What you need to do :: Please transcribe all of the records precisely.

Input for this task ::
★ ★ ★
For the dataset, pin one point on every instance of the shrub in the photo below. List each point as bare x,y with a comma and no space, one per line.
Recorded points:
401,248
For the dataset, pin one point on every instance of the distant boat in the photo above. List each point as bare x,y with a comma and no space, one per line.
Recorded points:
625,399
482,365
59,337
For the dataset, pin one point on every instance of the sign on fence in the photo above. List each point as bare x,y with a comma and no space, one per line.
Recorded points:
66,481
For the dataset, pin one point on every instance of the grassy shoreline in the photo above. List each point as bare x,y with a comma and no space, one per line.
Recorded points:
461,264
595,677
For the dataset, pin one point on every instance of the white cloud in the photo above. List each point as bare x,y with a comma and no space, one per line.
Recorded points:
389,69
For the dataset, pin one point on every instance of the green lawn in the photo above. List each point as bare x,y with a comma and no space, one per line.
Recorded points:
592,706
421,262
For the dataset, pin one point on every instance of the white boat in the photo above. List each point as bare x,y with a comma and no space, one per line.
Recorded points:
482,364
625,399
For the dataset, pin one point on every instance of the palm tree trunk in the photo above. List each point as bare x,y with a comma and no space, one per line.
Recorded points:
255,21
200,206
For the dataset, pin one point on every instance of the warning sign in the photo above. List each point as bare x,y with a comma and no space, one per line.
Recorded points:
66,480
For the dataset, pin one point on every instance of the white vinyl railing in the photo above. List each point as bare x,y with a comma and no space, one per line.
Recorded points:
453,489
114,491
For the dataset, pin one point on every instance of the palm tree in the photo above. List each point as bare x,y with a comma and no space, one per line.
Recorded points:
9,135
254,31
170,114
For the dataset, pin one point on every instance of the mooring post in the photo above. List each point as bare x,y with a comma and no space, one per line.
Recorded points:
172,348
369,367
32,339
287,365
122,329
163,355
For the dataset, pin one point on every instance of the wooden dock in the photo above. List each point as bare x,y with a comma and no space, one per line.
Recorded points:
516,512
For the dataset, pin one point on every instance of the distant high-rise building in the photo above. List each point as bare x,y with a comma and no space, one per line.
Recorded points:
★ ★ ★
Result of the task ::
For the dataset, pin one point on every instance of the shrub in the photo below. List each point as bare x,y with a comma and no space, one per line.
Recorded points:
401,248
For the dataset, pin one point on every instance of the distant boat in the photo above. List each point as bare x,y with a comma and no space, one per line.
Recorded points:
625,399
482,365
59,337
For the dataset, pin one point on every instance of the sign on fence in the photo above. List each point as bare x,y with a comma and no space, one per line.
Recorded points:
66,481
For the dataset, pin one point on every instance of the grassy shoreline in the photo above. List each point as bare x,y with a comma and no space, one per line.
Recorded points:
461,264
595,677
For the dataset, pin one point on every instance of the white cloud in the photo above. List each point as bare x,y with a comma and no space, one per line.
Recorded points:
389,69
For the dataset, pin one point on every instance of the green lawn in the photo above. List each point as bare x,y with a comma and no space, one per line.
Recorded points:
592,706
421,262
For the dataset, pin one point on every instance of the white boat in the photo above. List each point as bare x,y with a comma and no space, one per line.
Recorded points:
482,364
625,399
For the dataset, pin one point on every instance of the palm tree trunk in the photo above. List each point as bare x,y with a comma and no space, one per line.
Recorded points:
255,21
200,206
For the dataset, pin one point on every instance of the warning sign in the photo above. List each point as bare x,y with a comma and no space, one per line.
Recorded points:
66,480
For the dataset, pin one point on every instance of the white vinyl railing in the photo above. List each point as bare x,y with a comma and no space, one per line.
Recorded points:
453,489
114,491
For the dataset, pin one point on every instance of the palm tree in the photo above. List each point as bare x,y with a comma and no space, one per line.
Recorded points:
9,135
254,31
170,114
For the dataset, pin one point on every instance of the mooring post in the photo above. List each point as bare x,y with a comma and no space, one per line.
Recorded points:
172,348
369,367
32,339
287,365
122,329
163,355
For the dataset, pin one point on every instance of the wooden dock in the photo above. List each point as bare x,y with a comma and no space, one per line.
Recorded points:
516,512
For the dataset, pin one point on every instance of the distant high-rise building in the photo above. List each point as bare x,y with a comma and no space, one per line.
Recorded points:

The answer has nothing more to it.